- _TASK TO COMPLETE_:
According to the text below about Woman with Suitcase, how many drypoint etchings make up the Autobiographical Series portfolio?

- _TEXT SECTION_:
start
Louise Bourgeois

Woman with Suitcase


Not on display

Louise Bourgeois 1911–2010
Drypoint and aquatint on paper
Image: 183 × 290 mm
Purchased 1994


Woman with Suitcase is one in a portfolio of fourteen drypoint etchings collectively titled Autobiographical Series. It depicts a woman carrying a small suitcase as she walks from a building, in front of which is a half-drawn figure. Circles inside the building repeating the form of the head on the half-drawn figure suggest crowds of people coming and going from a port of embarkation. The young woman, whose long hair extends past her waist, is shown in profile, facing into an empty space. Bourgeois married the American art historian and teacher Robert Goldwater (1907-73) in September 1938 in Paris. He had to rush back to New York shortly afterwards for the start of the academic year and her journey across the Atlantic to join him was made alone. This image recreates Bourgeois's experience as a young woman, arriving alone in a new country. She looks into the blank page of her future confidently; her upright pose and statuesque body hinting at the active roles of motherhood and artist she was soon to be engaged in.
end
- _RECORD SET_:
start
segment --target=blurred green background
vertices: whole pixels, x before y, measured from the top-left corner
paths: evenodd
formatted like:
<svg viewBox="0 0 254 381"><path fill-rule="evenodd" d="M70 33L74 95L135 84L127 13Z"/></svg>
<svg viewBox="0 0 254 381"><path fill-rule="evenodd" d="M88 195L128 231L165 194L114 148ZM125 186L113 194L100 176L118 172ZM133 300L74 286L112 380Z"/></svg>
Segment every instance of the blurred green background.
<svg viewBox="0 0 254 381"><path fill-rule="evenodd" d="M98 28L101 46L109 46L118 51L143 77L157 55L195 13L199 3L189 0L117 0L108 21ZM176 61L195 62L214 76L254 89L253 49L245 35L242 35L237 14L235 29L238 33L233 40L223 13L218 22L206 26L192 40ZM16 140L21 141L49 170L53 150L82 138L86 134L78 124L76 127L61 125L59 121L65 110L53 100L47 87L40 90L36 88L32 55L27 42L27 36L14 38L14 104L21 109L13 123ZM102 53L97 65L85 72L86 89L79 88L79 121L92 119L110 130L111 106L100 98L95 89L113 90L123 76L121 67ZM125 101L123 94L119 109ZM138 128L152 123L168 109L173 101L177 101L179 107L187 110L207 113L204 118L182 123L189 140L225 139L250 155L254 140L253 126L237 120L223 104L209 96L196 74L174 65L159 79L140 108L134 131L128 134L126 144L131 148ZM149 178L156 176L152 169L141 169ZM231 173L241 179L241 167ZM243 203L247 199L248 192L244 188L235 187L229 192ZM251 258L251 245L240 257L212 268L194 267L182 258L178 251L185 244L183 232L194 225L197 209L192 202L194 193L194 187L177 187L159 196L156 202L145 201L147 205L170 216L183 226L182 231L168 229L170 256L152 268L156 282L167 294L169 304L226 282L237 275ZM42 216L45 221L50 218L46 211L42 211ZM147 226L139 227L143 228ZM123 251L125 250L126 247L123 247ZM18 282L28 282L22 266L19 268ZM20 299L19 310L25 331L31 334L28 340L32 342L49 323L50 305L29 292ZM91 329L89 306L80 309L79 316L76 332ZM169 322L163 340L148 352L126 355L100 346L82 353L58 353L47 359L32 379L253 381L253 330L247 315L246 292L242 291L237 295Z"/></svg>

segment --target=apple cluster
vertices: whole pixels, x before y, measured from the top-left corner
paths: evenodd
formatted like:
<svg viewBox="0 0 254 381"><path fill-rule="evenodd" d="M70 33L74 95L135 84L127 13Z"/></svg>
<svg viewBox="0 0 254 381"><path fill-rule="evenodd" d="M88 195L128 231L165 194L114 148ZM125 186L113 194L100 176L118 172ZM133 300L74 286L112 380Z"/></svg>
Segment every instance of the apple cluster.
end
start
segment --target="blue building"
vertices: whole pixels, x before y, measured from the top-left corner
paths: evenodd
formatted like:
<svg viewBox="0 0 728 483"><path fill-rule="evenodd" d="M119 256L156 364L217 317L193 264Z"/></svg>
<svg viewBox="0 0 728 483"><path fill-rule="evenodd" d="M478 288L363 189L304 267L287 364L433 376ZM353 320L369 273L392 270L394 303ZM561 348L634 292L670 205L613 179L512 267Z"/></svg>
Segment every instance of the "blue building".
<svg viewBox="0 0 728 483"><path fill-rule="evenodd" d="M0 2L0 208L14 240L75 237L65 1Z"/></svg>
end
- _SOLUTION TO THIS TASK_:
Fourteen.